▸ Work instructions
Please render the material below as a numbered list, starting at the line that contains "Annotate the man's ear" and ending at the line that contains "<point>451,513</point>", with both of those lines included and any blank lines left out.

□ □ □

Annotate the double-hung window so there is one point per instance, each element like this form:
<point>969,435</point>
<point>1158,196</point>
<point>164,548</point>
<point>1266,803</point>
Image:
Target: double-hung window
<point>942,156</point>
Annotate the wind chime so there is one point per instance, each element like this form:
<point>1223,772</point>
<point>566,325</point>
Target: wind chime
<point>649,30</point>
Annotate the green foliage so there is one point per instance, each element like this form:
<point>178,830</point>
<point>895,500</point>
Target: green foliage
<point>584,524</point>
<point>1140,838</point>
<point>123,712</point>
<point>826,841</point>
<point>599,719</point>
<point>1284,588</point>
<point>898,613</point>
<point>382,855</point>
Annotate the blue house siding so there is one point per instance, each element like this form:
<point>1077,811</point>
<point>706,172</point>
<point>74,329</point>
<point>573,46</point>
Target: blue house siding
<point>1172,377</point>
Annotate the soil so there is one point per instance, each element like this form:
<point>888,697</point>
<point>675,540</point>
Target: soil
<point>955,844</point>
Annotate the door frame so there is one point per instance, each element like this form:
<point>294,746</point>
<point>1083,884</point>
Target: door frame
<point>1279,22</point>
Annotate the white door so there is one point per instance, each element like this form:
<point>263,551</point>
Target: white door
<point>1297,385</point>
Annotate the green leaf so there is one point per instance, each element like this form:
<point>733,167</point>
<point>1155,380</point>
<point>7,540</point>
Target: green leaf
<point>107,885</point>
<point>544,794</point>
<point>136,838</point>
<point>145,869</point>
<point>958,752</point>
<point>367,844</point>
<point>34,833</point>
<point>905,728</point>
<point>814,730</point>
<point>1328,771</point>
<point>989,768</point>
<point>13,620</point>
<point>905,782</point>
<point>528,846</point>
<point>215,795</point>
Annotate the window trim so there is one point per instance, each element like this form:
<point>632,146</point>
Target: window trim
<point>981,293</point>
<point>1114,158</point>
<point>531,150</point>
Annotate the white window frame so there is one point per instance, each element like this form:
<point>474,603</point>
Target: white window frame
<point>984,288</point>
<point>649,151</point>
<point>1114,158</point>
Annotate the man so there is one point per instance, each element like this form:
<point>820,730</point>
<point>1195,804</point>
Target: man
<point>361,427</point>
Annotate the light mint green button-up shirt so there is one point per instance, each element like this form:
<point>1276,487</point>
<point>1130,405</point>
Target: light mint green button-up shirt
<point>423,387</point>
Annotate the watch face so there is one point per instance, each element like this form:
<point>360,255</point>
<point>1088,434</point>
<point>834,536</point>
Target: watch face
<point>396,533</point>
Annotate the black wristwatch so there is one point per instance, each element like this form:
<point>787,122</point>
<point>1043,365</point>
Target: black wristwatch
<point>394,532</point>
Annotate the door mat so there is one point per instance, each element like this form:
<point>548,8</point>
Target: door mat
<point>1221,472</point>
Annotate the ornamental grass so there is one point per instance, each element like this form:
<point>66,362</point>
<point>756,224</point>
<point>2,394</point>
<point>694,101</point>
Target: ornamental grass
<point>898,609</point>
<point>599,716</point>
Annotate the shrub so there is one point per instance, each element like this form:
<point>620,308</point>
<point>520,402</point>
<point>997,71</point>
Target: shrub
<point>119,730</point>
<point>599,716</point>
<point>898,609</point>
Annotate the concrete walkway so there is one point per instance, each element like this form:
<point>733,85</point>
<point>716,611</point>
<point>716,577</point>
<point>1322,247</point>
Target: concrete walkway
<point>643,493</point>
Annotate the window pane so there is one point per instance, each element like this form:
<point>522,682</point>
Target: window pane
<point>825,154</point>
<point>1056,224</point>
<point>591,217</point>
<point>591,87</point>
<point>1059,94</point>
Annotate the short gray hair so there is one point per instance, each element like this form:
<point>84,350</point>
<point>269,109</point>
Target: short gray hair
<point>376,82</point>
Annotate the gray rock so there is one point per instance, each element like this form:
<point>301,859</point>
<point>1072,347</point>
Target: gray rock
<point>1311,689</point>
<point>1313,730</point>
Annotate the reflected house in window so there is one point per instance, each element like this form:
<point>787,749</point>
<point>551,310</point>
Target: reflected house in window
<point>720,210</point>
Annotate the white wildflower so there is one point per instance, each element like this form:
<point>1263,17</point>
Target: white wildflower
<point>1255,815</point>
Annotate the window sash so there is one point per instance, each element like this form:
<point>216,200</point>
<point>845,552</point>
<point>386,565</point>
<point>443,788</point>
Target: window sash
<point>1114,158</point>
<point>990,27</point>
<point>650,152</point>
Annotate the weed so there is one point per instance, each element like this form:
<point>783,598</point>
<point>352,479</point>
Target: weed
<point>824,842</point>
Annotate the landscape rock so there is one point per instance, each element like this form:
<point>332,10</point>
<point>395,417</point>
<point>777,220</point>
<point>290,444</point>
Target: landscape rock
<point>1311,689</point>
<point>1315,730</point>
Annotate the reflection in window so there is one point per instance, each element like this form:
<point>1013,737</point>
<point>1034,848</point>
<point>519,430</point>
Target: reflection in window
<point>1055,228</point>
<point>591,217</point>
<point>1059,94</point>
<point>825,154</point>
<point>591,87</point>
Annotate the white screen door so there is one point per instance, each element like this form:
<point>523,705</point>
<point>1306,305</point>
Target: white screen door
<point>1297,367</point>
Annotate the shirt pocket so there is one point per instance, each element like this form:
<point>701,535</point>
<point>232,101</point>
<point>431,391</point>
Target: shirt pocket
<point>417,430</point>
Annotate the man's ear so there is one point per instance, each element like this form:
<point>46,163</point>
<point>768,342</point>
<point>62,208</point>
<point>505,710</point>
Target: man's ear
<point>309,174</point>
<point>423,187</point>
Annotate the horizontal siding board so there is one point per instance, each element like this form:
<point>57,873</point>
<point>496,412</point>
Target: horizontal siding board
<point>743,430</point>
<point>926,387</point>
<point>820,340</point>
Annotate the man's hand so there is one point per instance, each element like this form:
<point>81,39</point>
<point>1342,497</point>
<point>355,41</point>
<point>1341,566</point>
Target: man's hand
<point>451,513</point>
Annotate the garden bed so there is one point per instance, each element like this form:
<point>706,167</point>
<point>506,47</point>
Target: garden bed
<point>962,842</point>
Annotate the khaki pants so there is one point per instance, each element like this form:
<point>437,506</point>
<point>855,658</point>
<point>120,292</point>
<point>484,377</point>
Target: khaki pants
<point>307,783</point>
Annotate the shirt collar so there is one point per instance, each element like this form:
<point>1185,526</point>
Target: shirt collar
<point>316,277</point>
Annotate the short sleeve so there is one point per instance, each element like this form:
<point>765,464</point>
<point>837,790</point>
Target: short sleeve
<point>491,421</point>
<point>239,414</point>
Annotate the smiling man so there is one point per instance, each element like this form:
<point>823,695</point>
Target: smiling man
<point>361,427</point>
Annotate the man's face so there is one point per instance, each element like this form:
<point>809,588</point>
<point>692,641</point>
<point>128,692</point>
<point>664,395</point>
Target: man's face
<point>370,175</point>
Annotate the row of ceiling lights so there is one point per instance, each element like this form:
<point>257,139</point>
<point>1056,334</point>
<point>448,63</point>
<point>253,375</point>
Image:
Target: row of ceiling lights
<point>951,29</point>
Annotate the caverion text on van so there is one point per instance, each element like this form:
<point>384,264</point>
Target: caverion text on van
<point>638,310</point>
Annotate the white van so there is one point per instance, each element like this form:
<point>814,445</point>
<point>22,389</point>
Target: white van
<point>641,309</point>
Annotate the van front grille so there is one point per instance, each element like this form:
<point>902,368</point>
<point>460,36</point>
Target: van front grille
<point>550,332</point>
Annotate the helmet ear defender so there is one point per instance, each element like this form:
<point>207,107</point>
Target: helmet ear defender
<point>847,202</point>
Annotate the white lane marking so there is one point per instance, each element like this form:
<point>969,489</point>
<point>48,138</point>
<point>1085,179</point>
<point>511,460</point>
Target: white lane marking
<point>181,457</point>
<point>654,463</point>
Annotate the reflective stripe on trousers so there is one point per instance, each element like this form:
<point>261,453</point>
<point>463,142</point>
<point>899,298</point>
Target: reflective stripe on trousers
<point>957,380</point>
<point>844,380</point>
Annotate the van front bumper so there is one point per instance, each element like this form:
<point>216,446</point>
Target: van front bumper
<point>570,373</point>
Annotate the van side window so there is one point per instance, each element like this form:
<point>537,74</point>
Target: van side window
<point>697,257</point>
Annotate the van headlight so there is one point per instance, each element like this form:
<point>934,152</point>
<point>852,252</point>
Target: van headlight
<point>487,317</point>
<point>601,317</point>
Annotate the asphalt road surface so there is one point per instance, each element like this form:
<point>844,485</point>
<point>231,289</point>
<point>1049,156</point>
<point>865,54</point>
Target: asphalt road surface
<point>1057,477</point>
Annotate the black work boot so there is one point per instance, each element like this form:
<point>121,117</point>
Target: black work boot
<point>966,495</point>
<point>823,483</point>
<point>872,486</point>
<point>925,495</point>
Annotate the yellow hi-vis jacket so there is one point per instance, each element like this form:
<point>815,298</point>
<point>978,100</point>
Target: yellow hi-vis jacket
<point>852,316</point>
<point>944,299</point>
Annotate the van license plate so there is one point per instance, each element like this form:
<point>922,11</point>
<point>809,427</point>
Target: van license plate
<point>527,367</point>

□ □ □

▸ Answer to the problem
1. Annotate the man's ear so there is one point per instance, each element like this form:
2. <point>46,163</point>
3. <point>768,342</point>
4. <point>62,208</point>
5. <point>505,710</point>
6. Target: man's ear
7. <point>309,174</point>
8. <point>423,187</point>
9. Annotate the horizontal siding board so there is one point per instance, each element like this form:
10. <point>57,873</point>
11. <point>496,412</point>
12. Target: horizontal siding board
13. <point>743,430</point>
14. <point>926,387</point>
15. <point>820,340</point>
16. Annotate the man's hand so there is one point per instance, each element like this form:
17. <point>81,39</point>
18. <point>1342,497</point>
19. <point>355,41</point>
20. <point>1341,566</point>
21. Target: man's hand
22. <point>451,513</point>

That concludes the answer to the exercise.